• **EXTRAIT FOURNI**
Elle soutient, par ailleurs, que si elle a préparé un dossier de prêt déposé auprès du Crédit Agricole et auprès de la Société Générale (établissements ayant refusé leur concours), elle n'est pas intervenue dans la négociation des prêts obtenus auprès du Crédit Mutuel puisque ce sont les époux [G], en la qualité de dirigeants de la société l'Estaminet, qui les ont négociés. Elle précise qu'elle n'a été amenée qu'à rédiger l'acte de vente du fonds et à recevoir le consentement des parties pour le prêt. Elle en déduit que sa responsabilité ne peut donc être recherchée qu'en tant que rédacteur d'acte. Or, elle fait valoir que la rédaction d'acte n'est rien d'autre que la traduction de l'accord des parties à l'issue des négociations. Elle affirme que dans la mesure où le Crédit Mutuel de Lille a souhaité bénéficier d'un nantissement sur le fonds de commerce de [W], qui était à l'époque en vente, cela traduisait son souhait d'être, pour partie, réglé des sommes prêtées dès la vente dudit fonds, ce que les époux [G], en tant que professionnels avisés, savaient pertinemment. Elle soutient qu'ils ne peuvent donc soutenir ne pas avoir été informés des conséquences de ce nantissement. Elle indique que la banque a posé des conditions, qu'il appartenait aux emprunteurs de les accepter ou de les refuser et que la seule mise en garde qu'elle avait à opérer, en sa qualité de rédacteur d'acte, résidait dans les conséquences du nantissement, lesquelles conséquences sont expressément indiquées dans l'acte de prêt. Elle estime que même s'il devait être considéré qu'elle avait été le conseil des époux [G], il n'y a eu aucune violation de l'obligation de mise en garde dans la mesure où fournir des garanties n'est pas en soi préjudiciable, que le fait que le nantissement ne soit pas provisoire résulte clairement de la rédaction du contrat de prêt, et ce d'autant qu'il n'a jamais été envisagé de nantissement provisoire. Elle en conclut qu'elle ne pouvait donner aucune information sur ce caractère non provisoire. Elle ajoute qu'elle n'a jamais établi de prévisionnel, qu'elle n'a pas conseillé les époux [G] dans le cadre de leur projet de reprise de fonds de commerce et qu'en tout état de cause, cet élément est totalement indépendant du préjudice subi du fait de la mise en oeuvre du nantissement.

• **TRAVAIL DEMANDÉ**
Pour chacune des affirmations (a), (b) et (c), répondez par oui ou par non selon qu'elle concorde ou non avec l'extrait fourni, en citant textuellement les mots décisifs de l'extrait.
(a) Elle a préparé un dossier de prêt déposé auprès du Crédit Mutuel.
(b) Les conséquences du nantissement sont expressément indiquées dans l'acte de prêt.
(c) Elle a établi un prévisionnel pour les époux [G].
Le matériel fourni n'intervient pas dans cet exercice.

• **MATÉRIEL FOURNI**
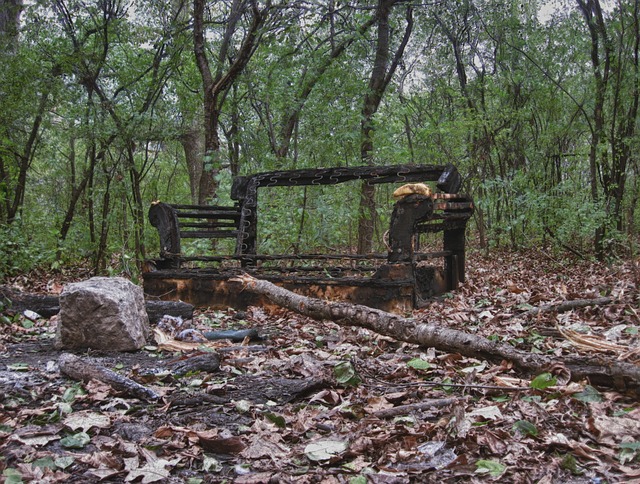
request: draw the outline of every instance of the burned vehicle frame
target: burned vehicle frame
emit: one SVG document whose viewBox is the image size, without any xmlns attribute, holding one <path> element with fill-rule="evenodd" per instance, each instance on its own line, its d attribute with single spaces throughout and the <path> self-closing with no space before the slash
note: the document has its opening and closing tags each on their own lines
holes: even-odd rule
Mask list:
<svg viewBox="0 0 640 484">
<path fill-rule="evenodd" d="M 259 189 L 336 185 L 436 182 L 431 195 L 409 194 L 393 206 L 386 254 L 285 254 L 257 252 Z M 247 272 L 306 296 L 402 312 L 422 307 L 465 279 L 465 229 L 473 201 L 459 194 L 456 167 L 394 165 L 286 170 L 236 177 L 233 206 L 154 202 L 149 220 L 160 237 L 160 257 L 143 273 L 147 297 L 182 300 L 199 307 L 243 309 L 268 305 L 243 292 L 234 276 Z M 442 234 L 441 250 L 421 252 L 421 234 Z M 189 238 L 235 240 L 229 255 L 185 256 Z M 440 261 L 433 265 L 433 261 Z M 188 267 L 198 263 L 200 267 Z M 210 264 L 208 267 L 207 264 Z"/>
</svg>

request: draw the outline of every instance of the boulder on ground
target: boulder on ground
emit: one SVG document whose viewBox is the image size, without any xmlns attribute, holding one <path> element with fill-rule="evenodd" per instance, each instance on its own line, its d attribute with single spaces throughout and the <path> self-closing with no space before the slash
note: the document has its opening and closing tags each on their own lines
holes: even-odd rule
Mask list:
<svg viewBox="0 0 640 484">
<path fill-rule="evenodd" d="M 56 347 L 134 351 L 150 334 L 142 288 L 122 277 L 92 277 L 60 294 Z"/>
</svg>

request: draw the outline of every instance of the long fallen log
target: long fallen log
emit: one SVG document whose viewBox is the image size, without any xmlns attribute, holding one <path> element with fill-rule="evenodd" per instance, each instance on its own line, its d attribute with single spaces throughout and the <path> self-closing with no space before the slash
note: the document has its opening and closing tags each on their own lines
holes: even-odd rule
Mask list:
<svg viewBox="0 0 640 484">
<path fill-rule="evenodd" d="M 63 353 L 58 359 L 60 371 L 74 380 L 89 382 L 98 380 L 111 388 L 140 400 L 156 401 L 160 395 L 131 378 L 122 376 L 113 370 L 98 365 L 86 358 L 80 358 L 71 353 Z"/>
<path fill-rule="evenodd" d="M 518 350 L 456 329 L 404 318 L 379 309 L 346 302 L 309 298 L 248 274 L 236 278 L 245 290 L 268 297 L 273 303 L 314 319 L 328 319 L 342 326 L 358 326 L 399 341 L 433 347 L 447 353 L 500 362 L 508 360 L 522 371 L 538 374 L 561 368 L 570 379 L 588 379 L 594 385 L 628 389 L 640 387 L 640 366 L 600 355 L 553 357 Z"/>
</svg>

• **RÉSULTAT DE L'EXERCICE**
(a) Non : « si elle a préparé un dossier de prêt déposé auprès du Crédit Agricole et auprès de la Société Générale (établissements ayant refusé leur concours), elle n'est pas intervenue dans la négociation des prêts obtenus auprès du Crédit Mutuel »
(b) Oui : « lesquelles conséquences sont expressément indiquées dans l'acte de prêt »
(c) Non : « elle n'a jamais établi de prévisionnel »